• **待辦事項**:
**a.** 請判斷以下三項陳述是否與長江文化節選相符。每項答是或否,並逐字引出節選中起決定作用的原文:(i)湖南道縣玉蟾巖與江西萬年仙人洞都發現了距今約1.5萬年、帶有人工馴化特點的水稻遺存;(ii)繁昌人字洞舊石器文化出現在長江上游;(iii)大約5000年前,人工栽培稻才在浙江境內普遍種植。
**b.** 接著長江文化節選的最後一句續寫一段。

◎ 文 | 賀云翱 編輯 | 田宗偉

《赤壁夜游圖》,陳少梅繪 供圖/ fotoe
中華民族坐擁兩條母親河——長江和黃河,這是何等幸運!
水是生命之源,文化之根,文明之基。有水則興,無水則亡。
長江孕育了長江文化,養育了中華文明。
長江流域是東亞地區最早的人類棲息地。在長江上游發現的舊石器早期巫山人、元謀人,長江下游出現的繁昌人字洞舊石器文化,時代可以早到170萬年到200萬年前,這是迄今東亞區域最早的人類和文化遺存。此后的百萬年間,長江流域一直有人類活動,在南京湯山,安徽和縣,湖北鄖陽、大冶、長陽等地都發現了20萬至50萬年前的史前古人類,至于5萬至10萬年前左右的古人類及其文化遺存更是分布于長江的上中下游地區。這表明長江流域是我國乃至東亞地區現代人起源和早期發展最重要的地區之一。
長江流域是世界栽培稻的起源地,也是我國乃至世界上最早的陶器制作技術誕生地。大約在舊石器時代晚期,在長江南岸已經開始了將野生稻馴化為人工栽培稻的偉大歷程。湖南道縣玉蟾巖、江西萬年仙人洞兩處遺址都發現了距今1.5萬年左右帶有人工馴化特點的水稻遺存。1萬年前左右,人工栽培稻已經在浙江境內普遍種植,并且由長江之濱向淮河流域傳播,形成了我國最早的農業雛形。在江西、湖南兩個發現最早有水稻馴化遺存的地點,同樣發現了最早的陶器遺存。如果說,人工栽培水稻從長江流域起源與這里的野生稻品種、氣候、土壤及水熱條件等有關,陶器這種純粹的文化之物誕生則與長江之濱古人的生活方式變革和生活智慧累積密切相關。陶器的發明,意味著人類已經由將自然原料簡單加工成一種成品的歷史階段,轉入到用不同的自然原料經過一定物理、化學過程而制造出一種全新產品的新時代。

跨湖橋遺址 攝影/ VCG
農業的誕生改變了人類的發展進程。長江流域的先民利用較為穩定的農業定居生活,發明了中國也是世界上最早的發達的木結構建筑、木船制造、漆器制作等,在浙江跨湖橋遺址、河姆渡遺址、田螺山遺址等地,都發現了干欄式建筑遺存或造船與漆器制作遺存,那些令人驚嘆的榫卯技術實物為后來中國乃至東亞區域的木結構建筑體系和家具工藝開啟了技術先河。

• **所給資料**:
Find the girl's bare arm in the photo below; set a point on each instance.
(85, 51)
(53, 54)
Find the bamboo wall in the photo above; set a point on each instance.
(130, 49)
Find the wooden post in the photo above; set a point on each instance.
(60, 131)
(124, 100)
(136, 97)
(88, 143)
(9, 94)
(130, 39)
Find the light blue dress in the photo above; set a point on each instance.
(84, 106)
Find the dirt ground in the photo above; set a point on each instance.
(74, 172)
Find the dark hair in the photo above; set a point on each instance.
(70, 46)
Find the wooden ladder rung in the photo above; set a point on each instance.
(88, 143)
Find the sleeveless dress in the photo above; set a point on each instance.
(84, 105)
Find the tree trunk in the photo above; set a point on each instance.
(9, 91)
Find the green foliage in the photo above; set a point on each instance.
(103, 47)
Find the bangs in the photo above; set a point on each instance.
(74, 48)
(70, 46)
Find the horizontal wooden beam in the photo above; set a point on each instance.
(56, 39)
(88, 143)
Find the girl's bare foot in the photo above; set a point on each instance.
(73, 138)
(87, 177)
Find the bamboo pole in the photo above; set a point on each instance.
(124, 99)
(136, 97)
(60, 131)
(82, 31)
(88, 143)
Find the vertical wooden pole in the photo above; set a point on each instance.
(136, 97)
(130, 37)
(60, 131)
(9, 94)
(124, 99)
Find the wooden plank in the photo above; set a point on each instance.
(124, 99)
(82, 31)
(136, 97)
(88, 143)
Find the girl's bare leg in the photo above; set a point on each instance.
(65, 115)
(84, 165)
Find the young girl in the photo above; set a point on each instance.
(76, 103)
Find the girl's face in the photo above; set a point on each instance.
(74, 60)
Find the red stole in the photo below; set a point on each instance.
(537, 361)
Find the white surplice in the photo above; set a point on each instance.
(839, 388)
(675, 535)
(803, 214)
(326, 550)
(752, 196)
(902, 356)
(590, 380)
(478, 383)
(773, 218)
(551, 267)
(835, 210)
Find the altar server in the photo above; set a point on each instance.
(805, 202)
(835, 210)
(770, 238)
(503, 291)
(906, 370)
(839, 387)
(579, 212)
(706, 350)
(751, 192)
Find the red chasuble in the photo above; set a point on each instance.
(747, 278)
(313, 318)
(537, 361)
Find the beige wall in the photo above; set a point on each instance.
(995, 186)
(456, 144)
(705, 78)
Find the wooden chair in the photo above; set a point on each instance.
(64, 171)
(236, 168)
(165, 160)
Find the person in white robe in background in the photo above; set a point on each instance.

• **各題答案**:
**a.**
(i)是。「湖南道縣玉蟾巖、江西萬年仙人洞兩處遺址都發現了距今1.5萬年左右帶有人工馴化特點的水稻遺存」
(ii)否。「長江下游出現的繁昌人字洞舊石器文化」
(iii)否。「1萬年前左右,人工栽培稻已經在浙江境內普遍種植」

**b.**
在今天的中國境內,最早的國家文明出現于長江流域。2019年成功申報為世界文化遺產的良渚文化古城遺址正是早期國家文明的標志性遺存。這里保存著具有都邑性質的古城、高等級祭壇式墓地、發達的農業水利系統、巨大的水稻倉儲設施、宛如天工的玉禮器系統及其他先進的手工業如絲織、竹編、牙雕、石器、漆木等遺存,還有遍布于太湖平原和杭嘉湖平原的不同規模和級別的良渚農業聚落群,這些都展現出這一中國時代最早的區域性古國高度發達的文化創造。我們可以認為,在四五千年前的時代框架內,因為治水、農業、適應復雜社會的治理要求、面對內部和外部的壓力等種種需求,長江流域上、中、下游區域都已經大體進入區域性古國階段。長江與黃河共同塑造了中華文明早期階段的多彩場景,為此后廣域國家的出現奠立了最深厚、最廣博的文化基礎。

三星堆博物館展出的文物 攝影/圖蟲創意
大約在4000多年前,夏王朝的出現使黃河中游地區成為了中國的文明中心,直至3000多年前的商王朝時期,長江流域的文化地位又重新崛起。從上游的三星堆文化,到中游的吳城文化,再到下游的湖熟文化、馬橋文化,都有各自的文明創造。三星堆奇異的青銅雕像、吳城的新干大墓青銅器群、長江中下游開創的世界上最早的瓷器技術系統等,都昭示著長江流域先民擁有著文化的獨創性。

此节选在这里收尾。